- [TASK DIRECTIONS]: Rewrite the lines below with "Spot all occurrences of" changed to "Mark every instance of" everywhere, keeping everything else the same.

:: MATERIAL FOR THIS EXERCISE ::

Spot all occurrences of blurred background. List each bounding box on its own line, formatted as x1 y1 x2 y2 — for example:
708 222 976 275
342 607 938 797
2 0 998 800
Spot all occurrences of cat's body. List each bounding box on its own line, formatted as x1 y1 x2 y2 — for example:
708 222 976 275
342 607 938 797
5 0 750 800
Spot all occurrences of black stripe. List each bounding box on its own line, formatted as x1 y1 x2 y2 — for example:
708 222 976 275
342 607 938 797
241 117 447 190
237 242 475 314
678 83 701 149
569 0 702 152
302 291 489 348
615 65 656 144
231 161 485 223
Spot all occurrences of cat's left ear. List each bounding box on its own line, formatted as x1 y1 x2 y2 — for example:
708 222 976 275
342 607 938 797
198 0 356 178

:::

- [TASK RESULT]:
Mark every instance of blurred background. List each bounding box on its own line, formatted as x1 y1 x2 y2 — for example:
708 222 976 275
342 607 938 797
2 0 998 800
Mark every instance of cat's body. List each bounding box on its own line, formatted as x1 y1 x2 y2 — for example:
708 222 976 275
342 607 938 797
5 0 750 800
Mark every instance of black stripe. List each bounding box on its own line, formatted as x1 y1 x2 y2 — for example:
708 222 976 275
342 607 938 797
241 117 447 190
237 242 475 314
678 83 701 149
569 0 702 152
302 291 489 348
615 65 656 144
231 161 485 223
Mark every instance of cat's left ear. List each bounding box on its own line, formatted as x1 y1 x2 y2 — for example:
708 222 976 275
342 607 938 797
198 0 356 178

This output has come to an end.